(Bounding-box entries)
● ● ●
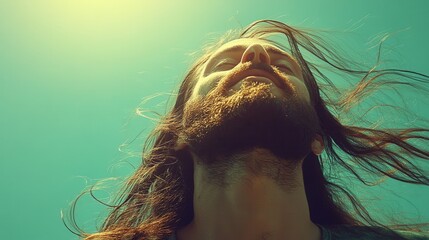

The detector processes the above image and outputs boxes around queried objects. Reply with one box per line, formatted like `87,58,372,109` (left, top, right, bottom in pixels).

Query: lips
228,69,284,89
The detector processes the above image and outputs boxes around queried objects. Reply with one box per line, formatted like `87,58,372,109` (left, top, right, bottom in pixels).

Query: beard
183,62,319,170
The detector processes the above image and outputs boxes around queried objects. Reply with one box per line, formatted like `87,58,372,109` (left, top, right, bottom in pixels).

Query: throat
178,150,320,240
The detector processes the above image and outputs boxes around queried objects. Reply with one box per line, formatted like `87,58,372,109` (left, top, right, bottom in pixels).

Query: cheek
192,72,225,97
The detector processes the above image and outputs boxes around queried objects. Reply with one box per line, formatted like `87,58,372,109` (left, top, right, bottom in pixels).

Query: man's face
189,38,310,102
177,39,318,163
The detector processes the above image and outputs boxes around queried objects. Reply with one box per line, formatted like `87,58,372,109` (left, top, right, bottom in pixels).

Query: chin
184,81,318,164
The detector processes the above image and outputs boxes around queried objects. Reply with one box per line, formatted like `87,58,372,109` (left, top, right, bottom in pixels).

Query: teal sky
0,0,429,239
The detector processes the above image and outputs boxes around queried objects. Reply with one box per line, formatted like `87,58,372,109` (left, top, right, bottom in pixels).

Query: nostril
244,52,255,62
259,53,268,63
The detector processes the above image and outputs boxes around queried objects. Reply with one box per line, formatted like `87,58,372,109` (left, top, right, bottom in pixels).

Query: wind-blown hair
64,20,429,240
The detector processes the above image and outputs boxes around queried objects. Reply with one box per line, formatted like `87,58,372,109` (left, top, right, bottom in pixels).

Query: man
● ● ●
WHAT IS EXPECTED =
Rewrite the entries above so that "locator" stands wherever "detector" appears, changing nothing else, and omit the pictures from your version.

FULL RESPONSE =
The locator processes the above image and outputs boxes around queried objects. Reply with one box per line, formatted like `87,58,372,109` (left, top, right, bottom in pixels).

Query: lips
228,69,284,89
The locator processes the above image and outputs boxes around queried objects. Reply with one box per line, formatted like `87,58,372,109` (left, top, right, bottom in pixels).

Query: beard
183,62,319,170
The locator processes the above image and outputs boxes around queried objects. Reply with one box per line, formatted like `87,58,372,109` (left, top, right, bottom in pixels).

Query: throat
178,150,320,240
The locator processes the above image and outputs boxes around queried objects. Reply with one box per line, formatted like `87,58,372,109` (left, top, right, bottom in pixels).

Query: cheek
192,72,225,97
The locator processes the above image and outputs boxes around queried objects. Reply with one box per line, formatted like `87,58,372,109` (left, top, right, bottom in pixels).

Query: man's face
189,38,310,102
177,39,318,163
The locator processes the above image and outputs boxes around queried objects. Reply with one box per line, formatted like `87,58,372,109` (left, top, right, bottom in pixels).

Query: chin
184,81,318,164
The locator processes the above image and outputs boxes around queried objects. Reply with one box per line, formatted like `87,58,372,109` (left, top, right, bottom in pixels).

Query: teal sky
0,0,429,239
The locator processes the above image and outputs boxes around queried objects. Reply with one box per line, formatted like `87,58,372,109` (left, top, right, bottom in pixels).

Query: nostril
244,52,255,62
259,53,268,63
The locator processes the above image and outputs boxes around queried objects. Reply with one box per line, formatted like `87,58,372,109` (left, top, right, bottom in pixels).

Query: wind-blown hair
64,20,429,240
The locator processes the above image and outputs boxes around queried objects. Reply with one box per line, formatted like `87,58,372,109` (left, top, right, bottom in pixels).

Query: man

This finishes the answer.